- **Work request**
From the entries, filter out every line that lacks "patch" and copy the rest.

- **Free-text object descriptions**
-*-

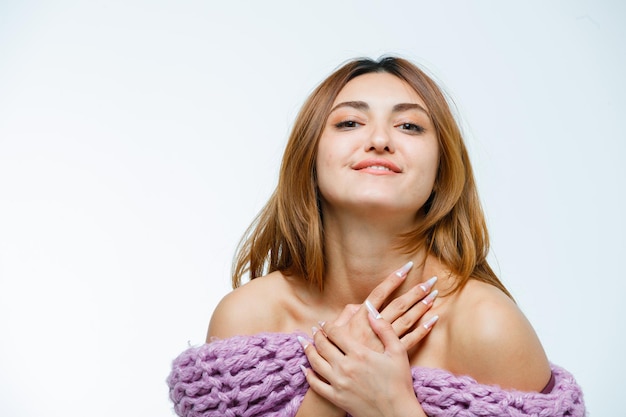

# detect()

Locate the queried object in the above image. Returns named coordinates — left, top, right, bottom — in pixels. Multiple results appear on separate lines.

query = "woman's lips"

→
left=351, top=158, right=402, bottom=174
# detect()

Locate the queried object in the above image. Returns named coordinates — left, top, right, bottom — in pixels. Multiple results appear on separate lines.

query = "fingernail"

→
left=395, top=261, right=414, bottom=278
left=299, top=364, right=308, bottom=377
left=419, top=276, right=438, bottom=292
left=365, top=299, right=382, bottom=319
left=421, top=289, right=439, bottom=305
left=311, top=326, right=318, bottom=336
left=297, top=335, right=309, bottom=349
left=317, top=321, right=326, bottom=328
left=423, top=315, right=439, bottom=330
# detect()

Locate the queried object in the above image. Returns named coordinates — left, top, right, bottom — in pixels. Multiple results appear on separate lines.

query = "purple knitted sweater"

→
left=167, top=332, right=585, bottom=417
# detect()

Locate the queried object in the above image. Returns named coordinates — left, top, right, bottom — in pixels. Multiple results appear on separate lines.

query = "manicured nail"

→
left=395, top=261, right=414, bottom=278
left=317, top=321, right=326, bottom=328
left=423, top=315, right=439, bottom=330
left=297, top=335, right=309, bottom=349
left=311, top=326, right=318, bottom=336
left=419, top=276, right=438, bottom=292
left=300, top=364, right=308, bottom=377
left=365, top=299, right=383, bottom=319
left=421, top=289, right=439, bottom=305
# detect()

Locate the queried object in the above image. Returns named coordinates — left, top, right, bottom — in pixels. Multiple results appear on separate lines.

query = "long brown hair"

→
left=232, top=56, right=511, bottom=298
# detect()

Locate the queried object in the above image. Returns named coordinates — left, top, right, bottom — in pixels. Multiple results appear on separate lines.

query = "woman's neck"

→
left=318, top=211, right=431, bottom=309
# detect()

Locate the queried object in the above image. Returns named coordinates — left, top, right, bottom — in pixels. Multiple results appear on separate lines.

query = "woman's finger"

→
left=298, top=335, right=334, bottom=381
left=399, top=314, right=439, bottom=351
left=312, top=325, right=346, bottom=364
left=381, top=276, right=437, bottom=323
left=365, top=261, right=414, bottom=309
left=300, top=365, right=336, bottom=403
left=390, top=288, right=438, bottom=337
left=366, top=312, right=405, bottom=356
left=317, top=320, right=357, bottom=356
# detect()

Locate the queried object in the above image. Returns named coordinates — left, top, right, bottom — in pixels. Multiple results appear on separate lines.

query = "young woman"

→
left=168, top=57, right=585, bottom=417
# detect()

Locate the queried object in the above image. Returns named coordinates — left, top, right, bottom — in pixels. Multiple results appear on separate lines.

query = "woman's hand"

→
left=296, top=262, right=439, bottom=416
left=324, top=261, right=438, bottom=353
left=300, top=311, right=431, bottom=417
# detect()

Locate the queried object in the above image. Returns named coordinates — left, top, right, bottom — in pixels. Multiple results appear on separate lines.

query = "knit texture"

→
left=167, top=332, right=586, bottom=417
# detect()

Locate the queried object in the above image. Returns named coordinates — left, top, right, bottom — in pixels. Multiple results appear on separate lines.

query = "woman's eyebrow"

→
left=329, top=101, right=369, bottom=113
left=392, top=102, right=429, bottom=115
left=329, top=101, right=429, bottom=115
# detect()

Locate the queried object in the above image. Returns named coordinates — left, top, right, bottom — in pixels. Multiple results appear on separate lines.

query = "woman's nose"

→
left=366, top=126, right=395, bottom=153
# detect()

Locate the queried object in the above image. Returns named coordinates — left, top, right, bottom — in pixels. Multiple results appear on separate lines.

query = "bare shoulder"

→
left=446, top=279, right=551, bottom=392
left=207, top=271, right=291, bottom=341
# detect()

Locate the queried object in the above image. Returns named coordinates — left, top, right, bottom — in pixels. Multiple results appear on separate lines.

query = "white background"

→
left=1, top=1, right=624, bottom=416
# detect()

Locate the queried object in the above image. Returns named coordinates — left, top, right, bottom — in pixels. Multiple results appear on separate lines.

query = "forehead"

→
left=332, top=72, right=427, bottom=110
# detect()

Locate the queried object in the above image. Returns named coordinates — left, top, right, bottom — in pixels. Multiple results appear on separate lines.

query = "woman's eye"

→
left=335, top=120, right=360, bottom=129
left=399, top=123, right=425, bottom=133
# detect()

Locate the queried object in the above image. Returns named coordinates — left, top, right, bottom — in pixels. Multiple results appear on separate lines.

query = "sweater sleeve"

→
left=412, top=364, right=586, bottom=417
left=167, top=333, right=586, bottom=417
left=167, top=333, right=309, bottom=417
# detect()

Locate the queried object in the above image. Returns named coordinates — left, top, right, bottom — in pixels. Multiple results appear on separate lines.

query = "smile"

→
left=352, top=159, right=402, bottom=173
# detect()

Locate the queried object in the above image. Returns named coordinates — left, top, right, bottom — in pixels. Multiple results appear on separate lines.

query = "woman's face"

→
left=316, top=72, right=440, bottom=220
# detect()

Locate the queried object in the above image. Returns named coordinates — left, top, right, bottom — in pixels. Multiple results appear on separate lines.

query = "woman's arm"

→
left=295, top=389, right=346, bottom=417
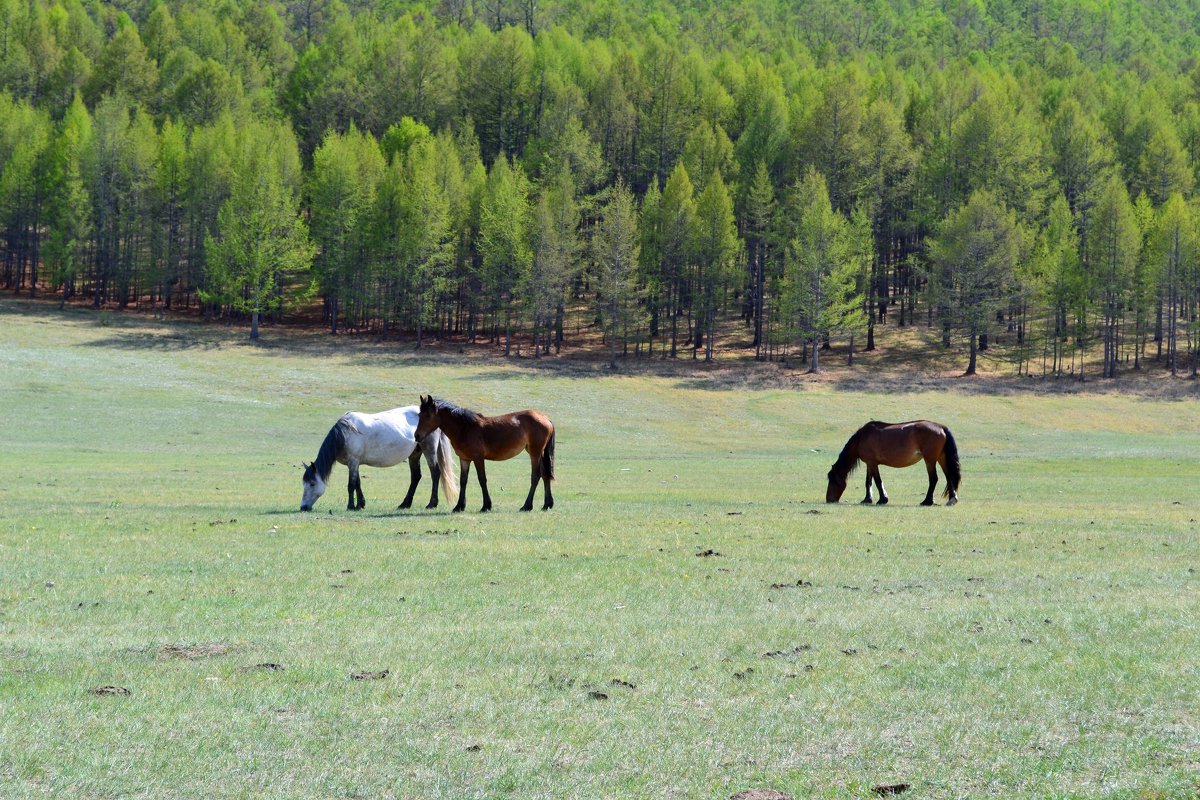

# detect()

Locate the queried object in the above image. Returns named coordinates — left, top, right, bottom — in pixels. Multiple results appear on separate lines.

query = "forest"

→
left=2, top=0, right=1200, bottom=376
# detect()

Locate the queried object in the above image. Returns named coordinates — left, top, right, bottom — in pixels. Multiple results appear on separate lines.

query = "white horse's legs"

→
left=347, top=462, right=365, bottom=510
left=398, top=452, right=422, bottom=509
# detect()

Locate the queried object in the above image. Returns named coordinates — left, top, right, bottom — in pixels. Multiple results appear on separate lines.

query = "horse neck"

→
left=833, top=440, right=859, bottom=478
left=314, top=424, right=345, bottom=481
left=435, top=407, right=471, bottom=443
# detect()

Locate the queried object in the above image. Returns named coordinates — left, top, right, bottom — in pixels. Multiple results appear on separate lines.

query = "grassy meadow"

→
left=0, top=299, right=1197, bottom=799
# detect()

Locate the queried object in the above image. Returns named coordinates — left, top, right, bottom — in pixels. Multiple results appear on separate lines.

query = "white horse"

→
left=300, top=407, right=459, bottom=512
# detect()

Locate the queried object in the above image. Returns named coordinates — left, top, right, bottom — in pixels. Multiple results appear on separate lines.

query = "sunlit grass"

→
left=1, top=299, right=1197, bottom=799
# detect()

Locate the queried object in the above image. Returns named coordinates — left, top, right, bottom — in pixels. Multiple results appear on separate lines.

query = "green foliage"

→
left=203, top=122, right=313, bottom=338
left=928, top=189, right=1026, bottom=375
left=5, top=0, right=1200, bottom=374
left=593, top=179, right=644, bottom=366
left=782, top=168, right=867, bottom=372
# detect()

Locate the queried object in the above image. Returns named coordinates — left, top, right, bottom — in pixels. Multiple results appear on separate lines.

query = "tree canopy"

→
left=3, top=0, right=1200, bottom=374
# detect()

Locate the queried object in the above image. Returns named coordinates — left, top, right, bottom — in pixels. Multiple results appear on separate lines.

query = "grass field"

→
left=1, top=299, right=1198, bottom=800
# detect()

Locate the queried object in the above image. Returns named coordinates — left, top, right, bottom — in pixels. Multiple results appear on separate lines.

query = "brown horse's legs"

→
left=921, top=457, right=938, bottom=506
left=475, top=458, right=492, bottom=512
left=399, top=452, right=421, bottom=509
left=939, top=454, right=958, bottom=505
left=425, top=464, right=441, bottom=509
left=861, top=465, right=875, bottom=504
left=453, top=461, right=470, bottom=513
left=541, top=469, right=554, bottom=511
left=873, top=467, right=888, bottom=505
left=521, top=452, right=540, bottom=512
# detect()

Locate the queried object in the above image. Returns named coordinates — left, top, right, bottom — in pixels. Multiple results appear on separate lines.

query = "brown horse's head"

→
left=415, top=395, right=439, bottom=442
left=826, top=467, right=847, bottom=503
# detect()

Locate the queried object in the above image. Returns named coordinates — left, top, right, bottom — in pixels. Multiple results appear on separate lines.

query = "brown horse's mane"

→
left=829, top=420, right=887, bottom=482
left=432, top=397, right=482, bottom=425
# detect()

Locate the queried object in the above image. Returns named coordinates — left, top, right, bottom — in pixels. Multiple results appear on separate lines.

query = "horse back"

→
left=859, top=420, right=947, bottom=466
left=468, top=409, right=553, bottom=461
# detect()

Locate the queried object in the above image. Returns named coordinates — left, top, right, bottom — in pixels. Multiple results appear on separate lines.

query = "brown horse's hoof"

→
left=947, top=497, right=958, bottom=506
left=860, top=498, right=873, bottom=505
left=920, top=499, right=934, bottom=506
left=876, top=497, right=888, bottom=505
left=519, top=505, right=532, bottom=512
left=452, top=505, right=465, bottom=513
left=479, top=506, right=491, bottom=513
left=425, top=501, right=437, bottom=510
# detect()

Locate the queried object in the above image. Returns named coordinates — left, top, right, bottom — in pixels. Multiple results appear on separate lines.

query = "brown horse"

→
left=826, top=420, right=960, bottom=506
left=415, top=395, right=555, bottom=513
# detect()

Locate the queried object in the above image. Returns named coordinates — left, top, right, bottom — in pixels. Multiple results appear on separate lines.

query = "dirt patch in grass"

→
left=88, top=685, right=131, bottom=696
left=350, top=669, right=390, bottom=681
left=157, top=642, right=231, bottom=660
left=730, top=790, right=791, bottom=800
left=764, top=645, right=812, bottom=658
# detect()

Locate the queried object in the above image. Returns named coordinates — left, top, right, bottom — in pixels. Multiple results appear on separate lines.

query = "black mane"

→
left=305, top=418, right=349, bottom=483
left=433, top=397, right=482, bottom=425
left=828, top=420, right=887, bottom=482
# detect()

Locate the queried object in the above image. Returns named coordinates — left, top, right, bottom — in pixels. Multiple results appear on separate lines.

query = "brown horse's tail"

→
left=541, top=429, right=555, bottom=482
left=942, top=425, right=962, bottom=498
left=435, top=430, right=460, bottom=506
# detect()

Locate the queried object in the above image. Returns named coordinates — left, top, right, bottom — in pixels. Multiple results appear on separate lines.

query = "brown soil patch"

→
left=730, top=791, right=792, bottom=800
left=88, top=685, right=130, bottom=696
left=158, top=642, right=231, bottom=660
left=350, top=669, right=390, bottom=681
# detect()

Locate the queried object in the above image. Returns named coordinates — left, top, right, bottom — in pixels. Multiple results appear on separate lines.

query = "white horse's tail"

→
left=435, top=431, right=459, bottom=506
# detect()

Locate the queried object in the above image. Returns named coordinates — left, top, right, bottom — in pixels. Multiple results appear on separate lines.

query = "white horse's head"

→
left=300, top=462, right=326, bottom=511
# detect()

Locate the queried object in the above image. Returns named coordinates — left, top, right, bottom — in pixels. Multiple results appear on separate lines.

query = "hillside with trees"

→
left=3, top=0, right=1200, bottom=376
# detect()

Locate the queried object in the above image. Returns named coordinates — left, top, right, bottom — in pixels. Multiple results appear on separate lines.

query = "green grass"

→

-*-

- **Problem solution**
query = "dirt patch in grass"
query = "brown soil patch"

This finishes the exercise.